WRITTEN PROBLEM: Please restate the following records word for word.
* start INPUT *
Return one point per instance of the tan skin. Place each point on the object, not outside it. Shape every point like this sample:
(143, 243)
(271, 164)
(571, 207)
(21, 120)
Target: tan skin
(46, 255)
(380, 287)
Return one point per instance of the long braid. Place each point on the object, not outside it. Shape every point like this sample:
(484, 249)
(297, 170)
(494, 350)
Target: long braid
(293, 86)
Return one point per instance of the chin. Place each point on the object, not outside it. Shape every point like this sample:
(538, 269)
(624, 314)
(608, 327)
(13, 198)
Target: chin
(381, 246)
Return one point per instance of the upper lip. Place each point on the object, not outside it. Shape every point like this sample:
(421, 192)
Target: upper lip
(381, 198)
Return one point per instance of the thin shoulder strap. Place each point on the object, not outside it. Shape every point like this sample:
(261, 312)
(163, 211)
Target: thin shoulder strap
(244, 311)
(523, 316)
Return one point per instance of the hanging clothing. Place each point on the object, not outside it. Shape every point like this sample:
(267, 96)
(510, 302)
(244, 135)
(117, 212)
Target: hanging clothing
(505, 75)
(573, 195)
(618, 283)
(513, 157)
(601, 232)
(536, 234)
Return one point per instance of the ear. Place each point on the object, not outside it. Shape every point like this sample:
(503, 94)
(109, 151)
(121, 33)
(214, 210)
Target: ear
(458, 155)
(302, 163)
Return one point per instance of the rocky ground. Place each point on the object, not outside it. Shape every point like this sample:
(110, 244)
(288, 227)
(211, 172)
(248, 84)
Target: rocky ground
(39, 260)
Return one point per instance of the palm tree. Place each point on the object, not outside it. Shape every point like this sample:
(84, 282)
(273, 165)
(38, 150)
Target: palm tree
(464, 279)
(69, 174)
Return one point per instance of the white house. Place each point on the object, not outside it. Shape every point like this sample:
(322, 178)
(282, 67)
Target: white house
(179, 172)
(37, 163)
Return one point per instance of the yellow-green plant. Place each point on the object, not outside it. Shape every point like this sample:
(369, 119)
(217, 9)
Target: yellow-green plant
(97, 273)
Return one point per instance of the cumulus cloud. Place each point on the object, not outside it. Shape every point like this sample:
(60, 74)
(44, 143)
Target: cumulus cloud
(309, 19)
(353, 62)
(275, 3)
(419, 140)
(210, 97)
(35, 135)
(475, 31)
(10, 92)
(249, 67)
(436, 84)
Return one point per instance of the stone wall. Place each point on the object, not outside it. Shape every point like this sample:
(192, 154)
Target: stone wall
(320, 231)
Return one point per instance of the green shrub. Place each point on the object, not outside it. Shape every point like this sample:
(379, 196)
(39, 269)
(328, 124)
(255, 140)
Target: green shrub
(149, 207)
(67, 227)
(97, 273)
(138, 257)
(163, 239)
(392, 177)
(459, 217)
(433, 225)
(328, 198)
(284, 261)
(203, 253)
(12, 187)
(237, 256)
* end INPUT *
EXERCISE RESULT:
Return one point per instance of the tan skin. Place each point on the object, not outside it. Shape every point like this sample:
(143, 243)
(271, 164)
(571, 207)
(21, 120)
Target: tan skin
(46, 255)
(380, 287)
Return one point per instance of the long braid. Place each point on the object, not outside it. Shape every point like this sample:
(484, 249)
(297, 170)
(494, 350)
Target: long braid
(293, 86)
Return one point per instance of the chin. Place each point on the object, not outside it. Shape every point like this sample:
(538, 269)
(624, 314)
(608, 327)
(13, 198)
Target: chin
(381, 246)
Return one point per instance of the upper lip. Place each point on the object, not outside it. Shape every point like this sample:
(421, 192)
Target: upper lip
(381, 198)
Return one point per instance of the thin shoulder strap. Place each point on the object, not outside it. Shape every point like this sample:
(261, 312)
(163, 211)
Target: thin shoulder strap
(244, 311)
(523, 316)
Return one point per instance of the hanging clothing. Place each point on the object, not outside it. Shape every point like this sample:
(267, 96)
(510, 302)
(244, 135)
(117, 212)
Target: hanging clothing
(505, 75)
(573, 195)
(618, 283)
(513, 157)
(601, 232)
(536, 234)
Return one point per instance of the ear. Place each point on the object, not outside it. Shape every point like this sample:
(503, 94)
(109, 151)
(121, 33)
(214, 210)
Target: ear
(458, 155)
(302, 163)
Return one point per instance of the rocky ground. Place each point on the object, not outside it. Shape every point like this sample:
(110, 244)
(288, 227)
(211, 172)
(248, 84)
Target: rocky ground
(39, 260)
Return one point per instance of the palm tree. Place each point on the object, not outside it. Shape every point like this sample:
(84, 282)
(273, 165)
(38, 150)
Target: palm tree
(464, 279)
(69, 174)
Return one point per instance of the white house. Place each point on the object, not outside it. Shape every point like this sample:
(322, 178)
(282, 67)
Target: white house
(179, 172)
(37, 163)
Return one point per instance of the yellow-green plant. Place each point on the object, not outside it. Shape every point like this sample:
(369, 119)
(217, 9)
Target: yellow-green plant
(97, 273)
Return one point per instance of the cumulus cloud. Place each point on the object, not outside it. Shape every point like this sample:
(60, 74)
(44, 143)
Target: cumulus cloud
(309, 19)
(353, 62)
(275, 3)
(419, 140)
(210, 97)
(35, 135)
(475, 31)
(10, 92)
(249, 67)
(436, 84)
Return one point per instance of the stone wall. Place each point on the object, not outside it. Shape every point like this sample:
(192, 154)
Target: stone wall
(320, 231)
Return one point per instance of the green shrub. Place each point on the object, not outside it. Shape every point like this sample:
(379, 196)
(39, 269)
(328, 124)
(255, 140)
Target: green shrub
(149, 207)
(67, 227)
(97, 273)
(138, 257)
(163, 239)
(392, 177)
(459, 217)
(433, 225)
(328, 198)
(284, 261)
(203, 253)
(12, 187)
(237, 256)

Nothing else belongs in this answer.